## [Task input]

-=-=-

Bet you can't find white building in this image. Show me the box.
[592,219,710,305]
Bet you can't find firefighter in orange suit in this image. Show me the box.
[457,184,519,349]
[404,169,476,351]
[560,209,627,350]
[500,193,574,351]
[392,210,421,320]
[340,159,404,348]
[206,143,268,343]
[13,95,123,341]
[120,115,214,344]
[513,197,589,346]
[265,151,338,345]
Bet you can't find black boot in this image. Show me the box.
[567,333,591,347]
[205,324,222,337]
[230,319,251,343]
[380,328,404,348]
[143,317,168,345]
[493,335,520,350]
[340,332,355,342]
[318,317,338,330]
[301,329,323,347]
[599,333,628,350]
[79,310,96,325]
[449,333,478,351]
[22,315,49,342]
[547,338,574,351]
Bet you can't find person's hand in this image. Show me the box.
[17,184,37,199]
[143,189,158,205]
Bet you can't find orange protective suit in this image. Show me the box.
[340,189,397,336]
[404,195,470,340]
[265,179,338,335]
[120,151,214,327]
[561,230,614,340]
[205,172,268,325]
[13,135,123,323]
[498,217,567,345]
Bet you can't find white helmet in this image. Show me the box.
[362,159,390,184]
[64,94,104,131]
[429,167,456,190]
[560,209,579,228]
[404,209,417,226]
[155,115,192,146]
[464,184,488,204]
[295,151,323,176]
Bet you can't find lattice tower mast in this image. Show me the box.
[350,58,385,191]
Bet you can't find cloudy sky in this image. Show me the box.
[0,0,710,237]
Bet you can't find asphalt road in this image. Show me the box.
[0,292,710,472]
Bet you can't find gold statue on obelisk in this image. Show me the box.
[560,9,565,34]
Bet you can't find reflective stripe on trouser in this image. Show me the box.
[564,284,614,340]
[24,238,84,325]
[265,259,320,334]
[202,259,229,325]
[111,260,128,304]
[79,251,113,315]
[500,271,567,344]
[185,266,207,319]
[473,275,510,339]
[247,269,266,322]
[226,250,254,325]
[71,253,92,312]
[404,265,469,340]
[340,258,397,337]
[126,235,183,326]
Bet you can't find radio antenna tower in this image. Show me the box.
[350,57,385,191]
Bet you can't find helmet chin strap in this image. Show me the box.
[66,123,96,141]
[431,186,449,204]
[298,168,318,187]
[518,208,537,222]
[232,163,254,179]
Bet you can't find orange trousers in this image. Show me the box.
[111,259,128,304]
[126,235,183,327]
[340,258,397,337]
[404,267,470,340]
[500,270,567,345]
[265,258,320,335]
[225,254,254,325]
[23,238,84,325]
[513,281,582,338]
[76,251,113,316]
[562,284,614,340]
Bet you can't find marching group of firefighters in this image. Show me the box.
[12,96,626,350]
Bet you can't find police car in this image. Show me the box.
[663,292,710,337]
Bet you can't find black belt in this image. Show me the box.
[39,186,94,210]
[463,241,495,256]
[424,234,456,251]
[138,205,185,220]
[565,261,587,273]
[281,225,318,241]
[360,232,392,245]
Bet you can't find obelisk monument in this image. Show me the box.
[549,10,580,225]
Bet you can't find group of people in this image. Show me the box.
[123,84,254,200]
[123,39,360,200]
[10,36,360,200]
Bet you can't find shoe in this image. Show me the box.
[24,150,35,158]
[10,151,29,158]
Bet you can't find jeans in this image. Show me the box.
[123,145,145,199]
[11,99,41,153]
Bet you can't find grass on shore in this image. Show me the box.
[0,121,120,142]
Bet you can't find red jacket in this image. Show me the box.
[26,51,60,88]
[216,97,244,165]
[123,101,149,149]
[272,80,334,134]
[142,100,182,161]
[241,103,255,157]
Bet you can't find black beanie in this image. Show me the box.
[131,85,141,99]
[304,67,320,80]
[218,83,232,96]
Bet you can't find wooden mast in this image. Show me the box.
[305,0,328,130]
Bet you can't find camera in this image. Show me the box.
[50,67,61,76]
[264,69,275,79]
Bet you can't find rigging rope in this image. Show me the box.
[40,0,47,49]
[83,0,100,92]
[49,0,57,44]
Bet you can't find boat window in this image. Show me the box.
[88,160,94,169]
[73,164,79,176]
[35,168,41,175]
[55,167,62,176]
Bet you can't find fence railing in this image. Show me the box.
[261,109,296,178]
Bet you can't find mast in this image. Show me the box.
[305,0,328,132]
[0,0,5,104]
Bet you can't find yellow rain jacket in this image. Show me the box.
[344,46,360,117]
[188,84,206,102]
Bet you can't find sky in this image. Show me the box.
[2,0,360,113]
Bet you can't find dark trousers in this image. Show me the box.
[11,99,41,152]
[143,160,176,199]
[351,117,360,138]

-=-=-

## [What the exercise asks]
Can you update these rows so that every "Show me the box" becomes "Give me the bounding box", with nothing else changed?

## [Full response]
Bet you can't find white building in this image. Give me the bounding box.
[592,219,710,305]
Bet you can't find firefighter in orange suit in this image. Give me the bounding box.
[457,184,519,349]
[404,169,476,351]
[560,209,627,350]
[500,193,574,351]
[392,210,421,320]
[340,159,404,348]
[206,143,268,343]
[13,95,123,341]
[120,115,214,344]
[513,197,589,346]
[265,151,338,345]
Bet you can't find black boot in this image. Give me the bounding box.
[567,333,591,347]
[205,324,222,337]
[230,319,251,343]
[380,328,404,348]
[143,317,168,345]
[493,335,520,350]
[340,332,355,342]
[318,317,338,330]
[301,329,323,347]
[599,333,628,350]
[79,310,96,325]
[449,333,478,351]
[22,315,49,342]
[547,338,574,351]
Bet you can't find person's hand in this image. Give me the bounding box.
[17,184,37,199]
[143,189,158,205]
Bet you can't find orange protective suit in this image. Give me the bounding box.
[340,189,397,336]
[404,195,470,340]
[265,179,338,335]
[120,151,214,327]
[561,230,614,340]
[205,172,268,325]
[13,135,123,323]
[498,217,567,345]
Bet you can't find white helmet in this image. Give me the bounding box.
[362,159,390,184]
[64,94,104,131]
[429,167,456,190]
[560,209,579,228]
[404,209,417,226]
[155,115,192,146]
[464,184,488,204]
[295,151,323,176]
Bet you can't find lattice tower mast in this image. Give me the bounding box.
[350,58,385,191]
Bet you can't find cloudy sky in this image. Give me the bounding box.
[0,0,710,237]
Bet you can't find asphalt road in this image. Give me the bounding box.
[0,292,710,472]
Bet you can't find gold statue on obelisk in this image. Give me the bounding box.
[560,9,565,34]
Bet you can't find reflective stripe on trouser in this image. Give me the bounding box.
[564,284,614,340]
[24,238,84,325]
[265,259,320,334]
[202,259,229,325]
[111,260,128,304]
[79,251,113,315]
[500,271,567,344]
[185,266,207,319]
[473,275,510,339]
[247,269,266,322]
[226,250,254,325]
[71,253,92,312]
[404,265,469,340]
[340,258,397,337]
[126,235,183,326]
Bet you can't find radio antenna tower in this image. Give me the bounding box.
[350,57,385,191]
Bet you can't find helmet chin strap in this image. Give me the bounding box.
[66,123,96,141]
[431,186,449,204]
[298,168,318,187]
[518,208,537,222]
[232,163,254,179]
Bet you can't find orange trousers in this image. Give me the bounding box.
[111,259,128,304]
[126,235,183,327]
[340,258,397,337]
[404,267,470,340]
[500,270,567,345]
[265,258,320,335]
[225,254,254,325]
[23,238,84,325]
[513,281,582,338]
[76,251,113,316]
[562,284,614,340]
Bet you can't find marching group of firefighters in this image. Give me the bounding box.
[12,96,626,350]
Bet you can't find police car in this image. Give me the bounding box.
[663,292,710,337]
Bet you can't find black belt in this image. Give me the bounding box.
[39,186,94,210]
[463,241,495,256]
[424,234,456,251]
[138,205,185,220]
[565,261,587,273]
[281,225,318,241]
[360,232,392,245]
Bet you can't find obelisk monument in this image. Give me the bounding box.
[549,10,580,225]
Bet you can't find group of people in this image. Give me the bounding box.
[123,84,254,200]
[123,39,360,200]
[10,36,360,200]
Bet you can't find shoe in this image. Give me the bounding box.
[24,150,35,158]
[10,151,29,158]
Bet you can't find jeans in this image. Give me the bounding box.
[123,145,145,199]
[11,99,41,153]
Bet you can't find grass on shore in this image. Give me the bounding box.
[0,121,120,142]
Bet you can't find red jacket in this image. Give me the bounding box.
[26,51,60,88]
[216,97,244,165]
[123,101,149,149]
[272,80,334,134]
[142,100,182,161]
[241,103,255,157]
Bet you can't find black beanie in this image. Give me the bounding box.
[131,85,141,99]
[304,67,320,80]
[218,83,232,96]
Bet you can't find wooden mast in this image. Give me the bounding box.
[305,0,328,130]
Bet you can't find camera in this image. Give me the bounding box.
[50,67,61,76]
[264,69,275,79]
Bet you can't find rigging rope in this image. Give me the bounding box.
[40,0,47,49]
[83,0,100,92]
[49,0,57,44]
Bet you can't find boat window in this image. Give me the bounding box.
[88,160,94,169]
[73,164,79,176]
[35,168,41,175]
[55,167,62,176]
Bet you can't find fence railing in this image. Give me the bounding box.
[261,109,296,178]
Bet you can't find mast in this image. Give me the bounding box.
[305,0,328,132]
[0,0,5,104]
Bet you can't find yellow rain jacket in this image. Give me the bounding box.
[344,46,360,117]
[188,84,206,102]
Bet you can't find sky in this image. Give me the bounding box.
[2,0,360,113]
Bet you can't find dark trousers in this image. Give me the bounding box.
[11,99,41,152]
[143,160,176,199]
[351,117,360,138]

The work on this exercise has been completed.